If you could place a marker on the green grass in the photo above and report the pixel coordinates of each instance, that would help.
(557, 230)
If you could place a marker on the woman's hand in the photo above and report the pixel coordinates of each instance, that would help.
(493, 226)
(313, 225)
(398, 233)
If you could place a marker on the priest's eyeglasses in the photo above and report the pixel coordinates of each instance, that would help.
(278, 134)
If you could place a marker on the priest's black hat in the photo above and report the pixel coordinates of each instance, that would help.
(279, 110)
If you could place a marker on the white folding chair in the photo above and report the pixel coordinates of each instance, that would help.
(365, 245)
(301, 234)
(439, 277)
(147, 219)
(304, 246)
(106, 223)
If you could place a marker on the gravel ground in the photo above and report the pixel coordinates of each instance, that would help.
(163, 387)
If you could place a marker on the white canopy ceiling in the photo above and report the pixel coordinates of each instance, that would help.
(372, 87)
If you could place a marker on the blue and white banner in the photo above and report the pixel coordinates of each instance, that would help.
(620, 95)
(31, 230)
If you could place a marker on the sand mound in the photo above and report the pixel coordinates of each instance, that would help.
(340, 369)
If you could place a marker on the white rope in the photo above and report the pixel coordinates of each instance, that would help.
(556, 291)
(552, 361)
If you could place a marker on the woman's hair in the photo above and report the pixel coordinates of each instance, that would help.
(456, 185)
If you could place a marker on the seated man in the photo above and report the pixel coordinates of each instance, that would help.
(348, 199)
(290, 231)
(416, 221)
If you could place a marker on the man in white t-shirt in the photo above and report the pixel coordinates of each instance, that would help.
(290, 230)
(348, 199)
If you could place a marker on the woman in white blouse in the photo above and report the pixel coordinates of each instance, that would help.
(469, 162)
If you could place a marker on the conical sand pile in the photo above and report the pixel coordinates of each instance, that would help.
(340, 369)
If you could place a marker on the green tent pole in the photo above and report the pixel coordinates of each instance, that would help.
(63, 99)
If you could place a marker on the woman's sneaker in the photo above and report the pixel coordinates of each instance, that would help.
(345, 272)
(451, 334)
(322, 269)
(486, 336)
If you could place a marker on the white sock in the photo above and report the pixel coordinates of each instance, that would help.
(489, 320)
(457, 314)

========

• GOAL
Reproduce all of the data above word for word, keeping every line in its original order.

• WORKED ANSWER
If you could place a marker on the green grass in the photo above and report the pixel coordinates of each instance, that would help.
(557, 230)
If you could place a marker on the woman's hand in the photo above and report the pixel coordinates of each instance, that would help.
(493, 226)
(313, 225)
(398, 233)
If you could place a marker on the priest's eyeglasses in the photo above and report the pixel coordinates of each instance, that would help.
(278, 134)
If you could place a marker on the priest's black hat in the photo above and report the pixel coordinates of each instance, that would help.
(279, 110)
If you could place a marker on the white folding chair in the photo above and report the pixel coordinates of each instance, that would help.
(365, 245)
(301, 234)
(439, 277)
(147, 219)
(304, 246)
(106, 223)
If you could place a marker on the gravel ground in the photo above and report the pixel coordinates of each instance, that would help.
(163, 387)
If you could place a marker on the white canopy ceiling in the photo above and report the pixel coordinates of each instance, that would help.
(372, 87)
If you could place a marker on the blue and white banner in the photo above and report the pixel coordinates of each instance, that would help.
(620, 95)
(31, 230)
If you could place a marker on the sand mound in the photo above and report the pixel coordinates of each instance, that would help.
(340, 369)
If you could place a marker on the white rope in the photo above and report the pixel coordinates of each instance, that would help.
(556, 291)
(552, 361)
If you could place a marker on the woman's hair in the photo above and report the pixel coordinates of each instance, that would help.
(456, 185)
If you could place a marker on the seated man in the photo above and report the pixel coordinates of each instance, that would help.
(348, 199)
(290, 231)
(416, 221)
If you could place a marker on the man in white t-shirt in the photo above and report the pixel coordinates of each instance, that would help.
(290, 230)
(348, 199)
If you could place a marker on the woman in white blouse in the photo above and report the pixel coordinates of each instance, that would help.
(469, 162)
If you could place a marker on the conical sand pile in the photo above and report the pixel coordinates of each instance, that would help.
(340, 369)
If you could place a marker on the green tent pole in the photo above and report the pixel coordinates of each instance, that would help.
(63, 99)
If you could place a marker on the woman's sneaker in the photo above and report the pixel coordinates of each instance, that would help.
(345, 272)
(451, 334)
(322, 269)
(486, 336)
If you could place a marker on the white sock in the photo above and report the pixel coordinates of each instance, that would help.
(489, 320)
(457, 314)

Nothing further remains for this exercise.